■ WORK TASK
Transcribe the records that follow, keeping every word as it stands.

Records drawn from a dataset:
☆ ☆ ☆ ☆ ☆

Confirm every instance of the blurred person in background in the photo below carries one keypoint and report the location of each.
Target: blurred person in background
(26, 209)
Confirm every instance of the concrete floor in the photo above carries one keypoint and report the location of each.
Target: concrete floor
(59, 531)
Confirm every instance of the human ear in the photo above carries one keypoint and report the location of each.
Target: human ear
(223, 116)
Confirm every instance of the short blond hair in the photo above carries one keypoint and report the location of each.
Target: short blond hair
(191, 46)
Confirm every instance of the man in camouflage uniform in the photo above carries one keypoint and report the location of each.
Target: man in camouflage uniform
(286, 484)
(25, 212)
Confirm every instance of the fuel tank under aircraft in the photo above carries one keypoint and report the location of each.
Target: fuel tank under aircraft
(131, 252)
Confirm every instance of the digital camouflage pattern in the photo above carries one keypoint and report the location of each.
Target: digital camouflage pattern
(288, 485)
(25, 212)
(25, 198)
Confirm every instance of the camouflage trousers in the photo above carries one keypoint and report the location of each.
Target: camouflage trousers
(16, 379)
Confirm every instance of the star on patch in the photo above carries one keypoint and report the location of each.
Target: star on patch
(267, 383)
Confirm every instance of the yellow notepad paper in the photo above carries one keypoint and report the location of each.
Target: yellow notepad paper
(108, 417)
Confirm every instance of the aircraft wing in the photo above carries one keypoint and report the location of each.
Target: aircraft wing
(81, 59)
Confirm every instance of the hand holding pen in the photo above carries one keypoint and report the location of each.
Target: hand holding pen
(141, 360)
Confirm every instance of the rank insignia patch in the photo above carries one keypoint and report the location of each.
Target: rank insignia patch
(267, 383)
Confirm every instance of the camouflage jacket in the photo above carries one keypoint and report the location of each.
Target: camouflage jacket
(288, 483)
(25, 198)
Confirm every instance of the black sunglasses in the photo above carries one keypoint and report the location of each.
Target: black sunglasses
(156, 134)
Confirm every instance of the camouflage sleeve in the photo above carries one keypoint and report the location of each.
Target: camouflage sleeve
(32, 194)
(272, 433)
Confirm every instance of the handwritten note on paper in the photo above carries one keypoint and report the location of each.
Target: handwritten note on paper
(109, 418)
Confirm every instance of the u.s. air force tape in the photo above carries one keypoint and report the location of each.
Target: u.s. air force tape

☆ ☆ ☆ ☆ ☆

■ WRITTEN RESPONSE
Confirm every instance of the blurred person in background in the photo below carries one keypoint and report the location of each.
Target: blurred person in background
(26, 209)
Confirm every instance of the concrete floor in the photo above carries one keypoint and report the location of each.
Target: concrete floor
(59, 531)
Confirm every instance of the human ear in the photo above carries one keypoint and report the location of each.
Target: human ear
(223, 116)
Confirm every instance of the short blond hair in the photo above carries one keypoint and report the location of each.
Target: short blond hair
(191, 46)
Confirm every instance of the man in camouflage uniform in the photo above carries one keypoint and report the location of each.
Target: man in camouflage uniform
(286, 484)
(25, 212)
Confirm every instance of the fuel tank under aircraft in the photo above carries one keypoint and report the location of each.
Target: fuel tank under aircraft
(131, 252)
Confirm every instance of the digital camouflage pattern in the photo above carries one keypoint and report the location of each.
Target: digital camouflage pattern
(288, 485)
(25, 212)
(25, 198)
Confirm every instance of the camouflage trousers in the photo above carries one keypoint and report the location of each.
Target: camouflage trousers
(16, 379)
Confirm every instance of the star on patch in the photo above carries one keypoint and report the location of each.
Target: star on patch
(267, 383)
Confirm every instance of the yellow notepad paper in the photo above carries one keypoint and report the location of each.
Target: yellow notepad paper
(108, 417)
Confirm every instance of the aircraft wing in the photo above carries one keypoint and report the location of each.
Target: aircraft wing
(81, 59)
Confirm every instance of the hand holding pen in the photo above carries one keypoint and report the location of each.
Target: hand holding pen
(141, 360)
Confirm every instance of the rank insignia patch in the photo above carries one keypoint and report the location of each.
Target: rank insignia patch
(267, 383)
Confirm every instance of the camouflage jacket in the photo above carries one keypoint and report the location of each.
Target: camouflage jacket
(288, 483)
(25, 198)
Confirm every instance of the black sunglasses in the photo above carries one keypoint and report the location of each.
Target: black sunglasses
(156, 134)
Confirm every instance of the camouflage sleeve in the photo above carries one keypoint and report the location of each.
Target: camouflage sleeve
(32, 194)
(272, 433)
Confirm every instance of the handwritten note on paper in the photo above carries one keypoint and report the location of each.
Target: handwritten note on paper
(109, 418)
Confirm every instance of the u.s. air force tape in the photo above carries one keypoint and report the location of each.
Target: u.s. air force tape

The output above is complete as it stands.